WHAT NEEDS TO BE DONE » Your answer should hold exactly the lines below from the line with "of the damaged" through the line with "the car tire", both included, and no pictures at all.

SOURCE MATERIAL »
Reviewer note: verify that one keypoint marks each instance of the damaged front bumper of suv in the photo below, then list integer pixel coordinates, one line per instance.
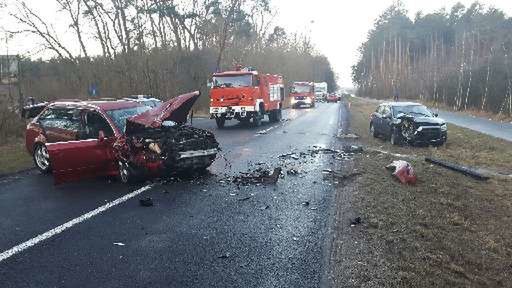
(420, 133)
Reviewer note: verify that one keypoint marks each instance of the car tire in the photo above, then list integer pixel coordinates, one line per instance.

---

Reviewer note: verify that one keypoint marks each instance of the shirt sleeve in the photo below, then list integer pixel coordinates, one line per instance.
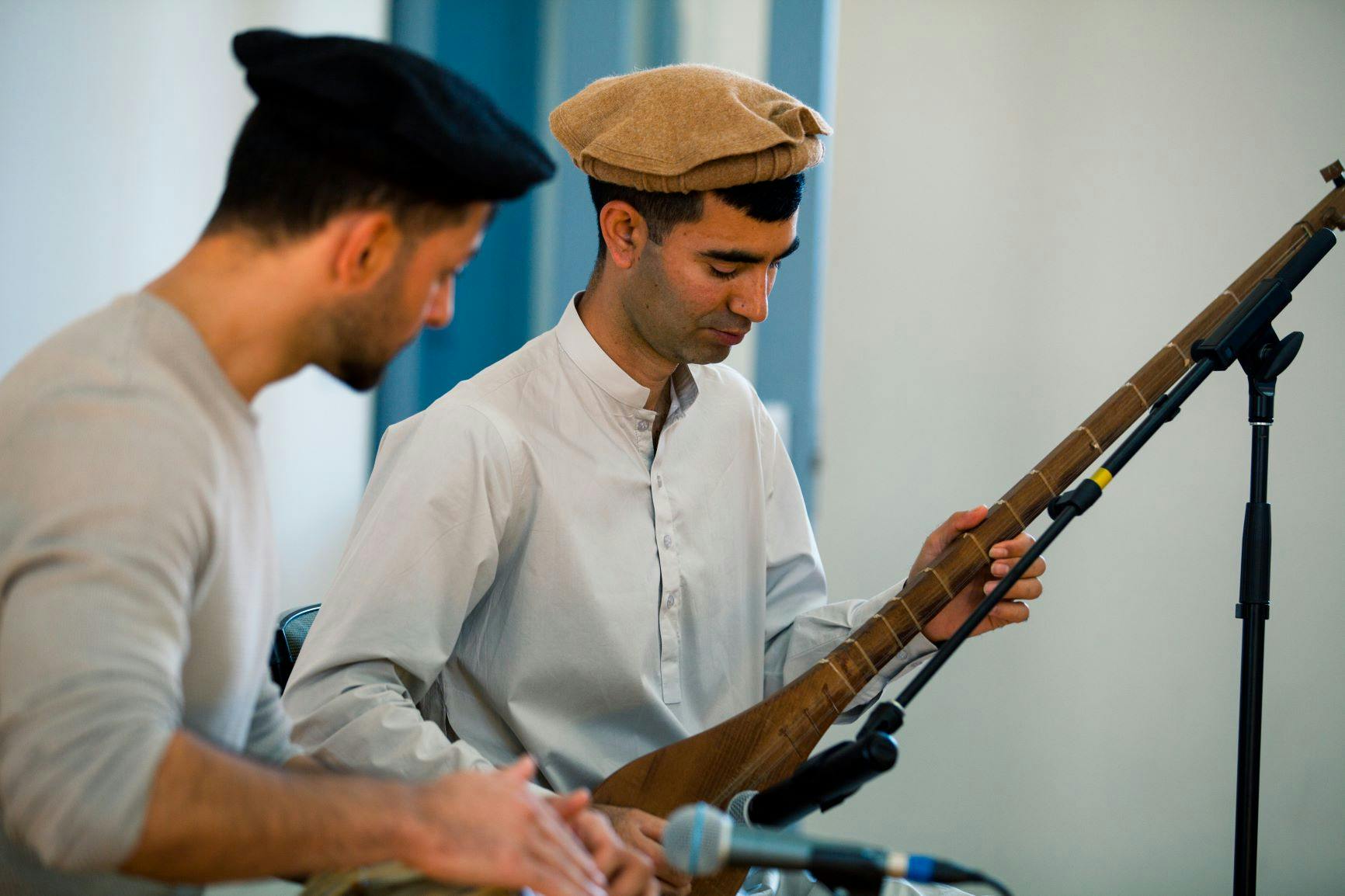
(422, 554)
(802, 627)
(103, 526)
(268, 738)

ANSWER FOR THE TASK »
Reviewer note: verify that one keypoint marks each instance of the damaged front bumper of suv in the photo below, then list integer pixel coordinates, one line per instance.
(420, 133)
Reviewer note: verify that one keypoint marks each instance of the car tire in the photo above, then list integer pixel coordinates, one line per instance.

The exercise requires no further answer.